→ **Task directions**:
The records below are split into lines. How many of those lines contain the string "stone"? Reply with the number only.

→ **Exercise data**:
============================================================

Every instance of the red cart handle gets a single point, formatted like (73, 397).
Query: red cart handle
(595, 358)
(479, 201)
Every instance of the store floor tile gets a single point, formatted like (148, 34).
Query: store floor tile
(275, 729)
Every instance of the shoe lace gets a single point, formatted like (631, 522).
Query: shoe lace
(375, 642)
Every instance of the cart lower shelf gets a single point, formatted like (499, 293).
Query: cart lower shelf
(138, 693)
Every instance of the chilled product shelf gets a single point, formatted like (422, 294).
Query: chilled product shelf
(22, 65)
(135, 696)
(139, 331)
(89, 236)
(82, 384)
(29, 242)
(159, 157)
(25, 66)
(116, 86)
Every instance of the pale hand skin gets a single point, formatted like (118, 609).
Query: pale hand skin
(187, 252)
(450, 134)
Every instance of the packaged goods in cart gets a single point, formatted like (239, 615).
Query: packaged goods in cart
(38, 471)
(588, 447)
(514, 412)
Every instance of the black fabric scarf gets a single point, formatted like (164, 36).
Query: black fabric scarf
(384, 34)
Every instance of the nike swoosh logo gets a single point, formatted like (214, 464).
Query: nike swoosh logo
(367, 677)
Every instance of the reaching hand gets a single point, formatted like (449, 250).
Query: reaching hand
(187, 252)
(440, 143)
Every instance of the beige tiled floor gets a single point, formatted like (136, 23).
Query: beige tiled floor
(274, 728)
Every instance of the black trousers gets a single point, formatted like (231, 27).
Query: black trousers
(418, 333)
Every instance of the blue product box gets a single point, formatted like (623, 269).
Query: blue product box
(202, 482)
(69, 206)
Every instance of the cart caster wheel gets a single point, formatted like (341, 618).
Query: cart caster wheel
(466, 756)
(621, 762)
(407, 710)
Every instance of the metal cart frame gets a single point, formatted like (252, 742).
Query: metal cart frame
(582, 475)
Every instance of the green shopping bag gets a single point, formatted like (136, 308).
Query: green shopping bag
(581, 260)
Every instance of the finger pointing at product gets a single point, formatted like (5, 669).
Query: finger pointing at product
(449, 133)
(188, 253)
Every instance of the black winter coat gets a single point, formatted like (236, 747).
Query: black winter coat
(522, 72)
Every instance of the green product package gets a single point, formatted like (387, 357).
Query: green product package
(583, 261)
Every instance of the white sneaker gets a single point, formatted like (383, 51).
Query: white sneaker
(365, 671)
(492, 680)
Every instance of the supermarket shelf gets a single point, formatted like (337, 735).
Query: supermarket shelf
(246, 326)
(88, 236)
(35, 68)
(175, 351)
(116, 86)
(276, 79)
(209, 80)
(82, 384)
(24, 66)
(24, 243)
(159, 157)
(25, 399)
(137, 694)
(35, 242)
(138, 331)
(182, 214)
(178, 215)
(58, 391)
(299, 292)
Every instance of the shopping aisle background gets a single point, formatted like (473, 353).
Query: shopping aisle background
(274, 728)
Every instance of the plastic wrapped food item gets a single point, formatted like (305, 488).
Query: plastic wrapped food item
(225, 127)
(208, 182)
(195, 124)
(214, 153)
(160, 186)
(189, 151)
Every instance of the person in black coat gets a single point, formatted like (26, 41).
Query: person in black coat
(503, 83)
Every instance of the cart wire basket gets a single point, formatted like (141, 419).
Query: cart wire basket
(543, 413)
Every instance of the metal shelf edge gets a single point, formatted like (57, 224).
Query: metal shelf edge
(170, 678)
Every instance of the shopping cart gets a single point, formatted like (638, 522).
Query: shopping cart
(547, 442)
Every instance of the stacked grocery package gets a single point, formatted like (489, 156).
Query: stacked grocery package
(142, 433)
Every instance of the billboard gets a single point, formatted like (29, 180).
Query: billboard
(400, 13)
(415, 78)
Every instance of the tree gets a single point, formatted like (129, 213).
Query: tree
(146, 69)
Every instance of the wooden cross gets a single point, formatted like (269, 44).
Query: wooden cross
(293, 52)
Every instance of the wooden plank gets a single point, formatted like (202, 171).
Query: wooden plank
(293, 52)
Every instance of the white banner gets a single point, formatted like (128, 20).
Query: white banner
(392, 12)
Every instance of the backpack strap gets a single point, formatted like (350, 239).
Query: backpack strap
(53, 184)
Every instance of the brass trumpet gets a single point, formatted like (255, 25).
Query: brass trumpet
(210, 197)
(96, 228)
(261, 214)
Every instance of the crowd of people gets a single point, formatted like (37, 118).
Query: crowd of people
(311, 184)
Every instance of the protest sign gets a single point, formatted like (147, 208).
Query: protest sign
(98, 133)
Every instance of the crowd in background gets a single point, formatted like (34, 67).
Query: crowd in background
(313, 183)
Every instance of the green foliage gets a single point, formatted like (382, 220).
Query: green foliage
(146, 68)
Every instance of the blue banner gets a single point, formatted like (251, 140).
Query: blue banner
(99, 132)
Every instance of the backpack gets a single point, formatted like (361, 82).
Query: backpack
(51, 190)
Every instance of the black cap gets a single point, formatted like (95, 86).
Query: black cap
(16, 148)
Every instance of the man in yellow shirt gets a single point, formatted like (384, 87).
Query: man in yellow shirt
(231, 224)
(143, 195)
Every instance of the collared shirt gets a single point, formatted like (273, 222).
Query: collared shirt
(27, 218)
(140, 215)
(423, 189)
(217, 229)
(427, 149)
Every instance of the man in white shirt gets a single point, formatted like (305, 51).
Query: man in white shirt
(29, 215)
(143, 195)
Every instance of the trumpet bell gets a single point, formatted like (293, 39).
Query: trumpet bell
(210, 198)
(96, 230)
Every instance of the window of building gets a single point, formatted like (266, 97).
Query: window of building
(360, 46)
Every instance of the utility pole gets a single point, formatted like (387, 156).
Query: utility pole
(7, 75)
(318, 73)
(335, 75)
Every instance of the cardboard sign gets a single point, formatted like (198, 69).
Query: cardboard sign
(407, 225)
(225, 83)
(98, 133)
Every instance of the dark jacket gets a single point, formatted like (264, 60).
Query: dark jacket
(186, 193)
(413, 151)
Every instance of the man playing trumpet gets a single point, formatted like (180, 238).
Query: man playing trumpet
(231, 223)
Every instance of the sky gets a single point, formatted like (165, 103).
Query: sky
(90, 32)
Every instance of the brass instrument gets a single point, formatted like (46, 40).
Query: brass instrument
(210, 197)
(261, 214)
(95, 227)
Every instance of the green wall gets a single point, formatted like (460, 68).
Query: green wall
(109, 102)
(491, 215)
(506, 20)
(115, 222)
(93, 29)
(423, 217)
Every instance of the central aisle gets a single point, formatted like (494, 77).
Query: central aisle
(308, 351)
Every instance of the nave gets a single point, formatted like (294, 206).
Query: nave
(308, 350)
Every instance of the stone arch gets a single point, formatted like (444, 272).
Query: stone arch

============================================================

→ **Task result**:
2